■ Work to be completed ■
Search the entries below for the word "chin", then copy each line in which it is found.

Segmentation mask data:
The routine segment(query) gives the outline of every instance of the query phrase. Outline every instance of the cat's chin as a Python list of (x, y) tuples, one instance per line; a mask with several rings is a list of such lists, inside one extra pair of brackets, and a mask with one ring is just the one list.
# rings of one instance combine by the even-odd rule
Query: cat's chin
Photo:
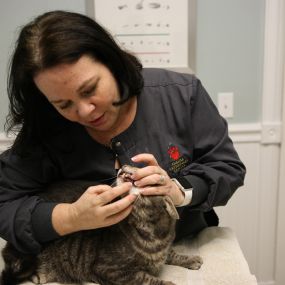
[[(117, 183), (117, 185), (120, 185)], [(136, 196), (140, 196), (141, 195), (141, 192), (140, 192), (140, 189), (138, 187), (135, 187), (135, 186), (132, 186), (131, 190), (128, 192), (128, 193), (125, 193), (122, 196), (123, 197), (126, 197), (127, 195), (129, 194), (133, 194), (133, 195), (136, 195)]]
[(129, 191), (129, 194), (134, 194), (134, 195), (139, 196), (141, 194), (141, 191), (138, 187), (133, 186), (131, 190)]

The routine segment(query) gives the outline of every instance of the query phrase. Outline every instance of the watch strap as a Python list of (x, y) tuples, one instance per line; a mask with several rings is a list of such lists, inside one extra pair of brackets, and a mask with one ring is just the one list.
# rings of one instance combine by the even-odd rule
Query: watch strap
[[(193, 187), (190, 184), (190, 182), (188, 182), (185, 178), (183, 180), (184, 185), (187, 185), (188, 188), (185, 188), (183, 184), (180, 183), (181, 181), (181, 177), (179, 179), (177, 178), (172, 178), (171, 179), (177, 186), (178, 188), (184, 193), (184, 200), (180, 205), (176, 205), (176, 207), (183, 207), (183, 206), (187, 206), (191, 203), (192, 201), (192, 195), (193, 195)], [(187, 184), (185, 182), (185, 180), (187, 181)]]

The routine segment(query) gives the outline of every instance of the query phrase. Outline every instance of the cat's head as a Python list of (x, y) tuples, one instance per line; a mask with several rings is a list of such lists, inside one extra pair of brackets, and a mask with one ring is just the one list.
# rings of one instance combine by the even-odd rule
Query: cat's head
[[(123, 182), (132, 182), (131, 175), (137, 170), (136, 167), (124, 165), (118, 172), (117, 185)], [(179, 214), (169, 196), (143, 196), (140, 195), (140, 189), (133, 185), (130, 193), (137, 195), (134, 202), (135, 211), (140, 212), (141, 216), (145, 215), (145, 219), (151, 219), (152, 213), (157, 215), (165, 215), (167, 213), (172, 219), (179, 219)], [(135, 214), (135, 213), (133, 213)]]

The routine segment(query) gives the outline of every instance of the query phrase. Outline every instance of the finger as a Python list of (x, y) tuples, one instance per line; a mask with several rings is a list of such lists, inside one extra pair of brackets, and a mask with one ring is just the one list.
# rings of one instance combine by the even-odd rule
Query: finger
[(140, 193), (144, 196), (151, 195), (168, 195), (171, 196), (171, 186), (154, 186), (154, 187), (145, 187), (140, 190)]
[(113, 201), (115, 198), (122, 196), (123, 194), (129, 192), (132, 188), (132, 183), (126, 182), (122, 183), (116, 187), (110, 187), (109, 191), (104, 191), (100, 193), (95, 200), (95, 205), (105, 205)]
[(138, 178), (138, 180), (137, 179), (134, 180), (136, 180), (134, 184), (137, 187), (145, 187), (148, 185), (164, 185), (166, 182), (166, 175), (155, 173), (152, 175), (147, 175), (143, 178)]
[(134, 162), (144, 162), (147, 165), (158, 166), (157, 160), (150, 153), (140, 153), (136, 156), (132, 157), (132, 161)]
[(111, 186), (109, 185), (96, 185), (96, 186), (89, 186), (86, 190), (89, 194), (101, 194), (105, 191), (109, 191), (111, 189)]
[(130, 194), (115, 202), (105, 205), (101, 208), (105, 216), (112, 216), (118, 214), (129, 207), (136, 200), (137, 196)]
[(168, 191), (165, 189), (166, 187), (146, 187), (143, 188), (140, 193), (144, 196), (157, 196), (157, 195), (167, 195)]
[(111, 225), (114, 225), (114, 224), (117, 224), (119, 223), (120, 221), (122, 221), (123, 219), (125, 219), (132, 211), (132, 208), (133, 206), (130, 205), (129, 207), (127, 207), (126, 209), (124, 209), (123, 211), (117, 213), (117, 214), (114, 214), (114, 215), (111, 215), (109, 217), (107, 217), (105, 219), (105, 225), (106, 226), (111, 226)]
[(131, 179), (133, 180), (139, 180), (147, 176), (153, 176), (152, 179), (156, 179), (156, 181), (153, 181), (153, 184), (156, 184), (155, 182), (159, 181), (161, 175), (167, 175), (166, 172), (159, 166), (146, 166), (143, 168), (138, 169), (136, 172), (134, 172), (131, 175)]

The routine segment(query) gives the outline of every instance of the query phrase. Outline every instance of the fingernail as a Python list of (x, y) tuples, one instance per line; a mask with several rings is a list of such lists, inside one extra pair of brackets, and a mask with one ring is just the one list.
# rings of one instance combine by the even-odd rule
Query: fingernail
[(137, 156), (133, 156), (133, 157), (131, 158), (131, 160), (132, 160), (132, 161), (136, 161), (136, 160), (137, 160)]

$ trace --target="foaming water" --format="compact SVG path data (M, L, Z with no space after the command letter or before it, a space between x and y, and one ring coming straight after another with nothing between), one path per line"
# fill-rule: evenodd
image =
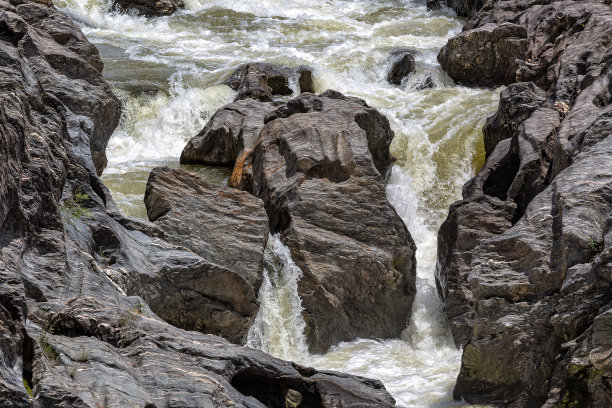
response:
M123 211L146 218L149 171L179 167L178 156L235 93L219 85L247 61L310 65L315 87L364 98L395 131L389 201L417 244L417 296L409 327L395 340L356 340L308 355L299 269L277 237L266 249L260 315L251 346L319 368L381 379L406 407L452 401L460 366L435 293L436 232L461 186L484 161L481 128L498 91L457 87L436 56L462 22L424 0L186 0L170 17L111 13L105 0L56 0L100 49L104 75L121 98L104 181ZM401 86L385 80L394 48L409 48L416 71ZM430 87L433 86L433 87ZM218 183L229 170L186 167Z
M301 269L278 235L264 252L264 279L259 290L260 312L249 330L246 345L284 360L308 361L308 346L298 295Z

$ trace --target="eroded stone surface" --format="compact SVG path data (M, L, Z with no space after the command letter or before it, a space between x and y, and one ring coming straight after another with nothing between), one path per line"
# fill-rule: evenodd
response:
M56 42L44 27L79 31L52 5L18 3L0 2L1 404L263 408L292 389L313 407L393 406L378 381L173 327L133 296L181 321L214 270L119 214L92 158L119 119L93 46Z
M388 121L360 99L327 91L289 101L266 123L248 184L304 273L299 293L311 350L398 336L416 263L414 242L386 199Z
M515 80L530 82L502 92L484 131L487 162L439 232L438 284L465 346L454 395L605 407L612 10L601 1L488 2L462 35L504 23L526 30Z

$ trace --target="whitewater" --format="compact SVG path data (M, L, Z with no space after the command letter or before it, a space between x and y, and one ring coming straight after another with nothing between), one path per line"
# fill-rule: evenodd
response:
M387 196L417 245L417 296L399 339L358 339L311 355L303 337L301 271L278 237L265 253L261 309L248 345L276 357L383 381L403 407L461 406L452 400L461 352L435 289L436 234L461 187L484 160L482 126L499 91L453 84L436 61L463 21L418 0L187 0L170 17L110 11L103 0L57 0L100 50L104 76L123 103L103 180L127 215L146 218L150 170L182 167L216 183L230 171L181 166L187 141L235 92L223 80L241 63L309 65L317 92L365 99L389 119L397 158ZM386 82L390 53L408 48L416 71ZM430 80L428 81L428 78ZM423 88L427 82L433 88ZM296 84L291 84L295 89Z

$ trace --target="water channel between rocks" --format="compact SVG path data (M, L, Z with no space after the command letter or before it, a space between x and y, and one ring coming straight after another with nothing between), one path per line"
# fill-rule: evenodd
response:
M461 352L452 344L435 292L436 232L461 186L482 163L482 125L499 91L454 86L436 55L462 21L425 1L186 0L171 17L145 19L108 11L103 0L56 0L100 50L104 76L124 112L112 136L103 180L120 208L146 218L150 170L179 167L178 157L235 95L219 85L240 63L267 61L314 68L318 92L359 96L383 112L395 131L397 157L387 196L417 244L418 293L411 323L396 340L355 340L309 355L303 338L300 271L272 238L266 251L262 308L249 345L277 357L378 378L398 406L444 407ZM393 48L414 51L416 72L402 86L385 80ZM432 89L420 89L431 77ZM187 167L225 183L229 170Z

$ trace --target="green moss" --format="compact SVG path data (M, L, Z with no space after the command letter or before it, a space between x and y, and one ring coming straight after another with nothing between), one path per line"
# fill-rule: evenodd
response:
M32 388L30 387L30 384L28 384L28 380L26 380L25 378L23 379L23 386L25 387L28 395L30 397L34 397L34 393L32 392Z
M87 219L91 216L89 209L85 207L91 197L89 194L76 190L72 197L66 199L60 206L60 210L70 224L74 225L77 220Z
M38 342L40 343L40 348L42 348L42 351L49 358L49 360L54 363L58 363L59 354L57 354L57 351L55 351L55 347L53 347L53 345L49 343L46 332L43 331L40 333L40 335L38 336Z

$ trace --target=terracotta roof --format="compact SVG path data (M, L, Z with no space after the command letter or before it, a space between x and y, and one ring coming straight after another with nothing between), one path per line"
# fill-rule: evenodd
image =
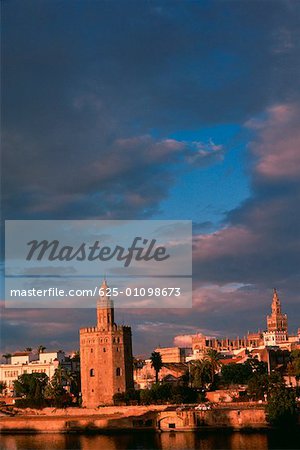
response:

■ Solution to the problem ■
The routine segment(query) gives the outline of every instance of the query phrase. Outline every instance of the cat's chin as a Python list of (x, y) tuples, one instance per line; a mask with several rings is a list of such lists, inside one extra pair of brackets, and a mask with one ring is just the one list.
Query: cat's chin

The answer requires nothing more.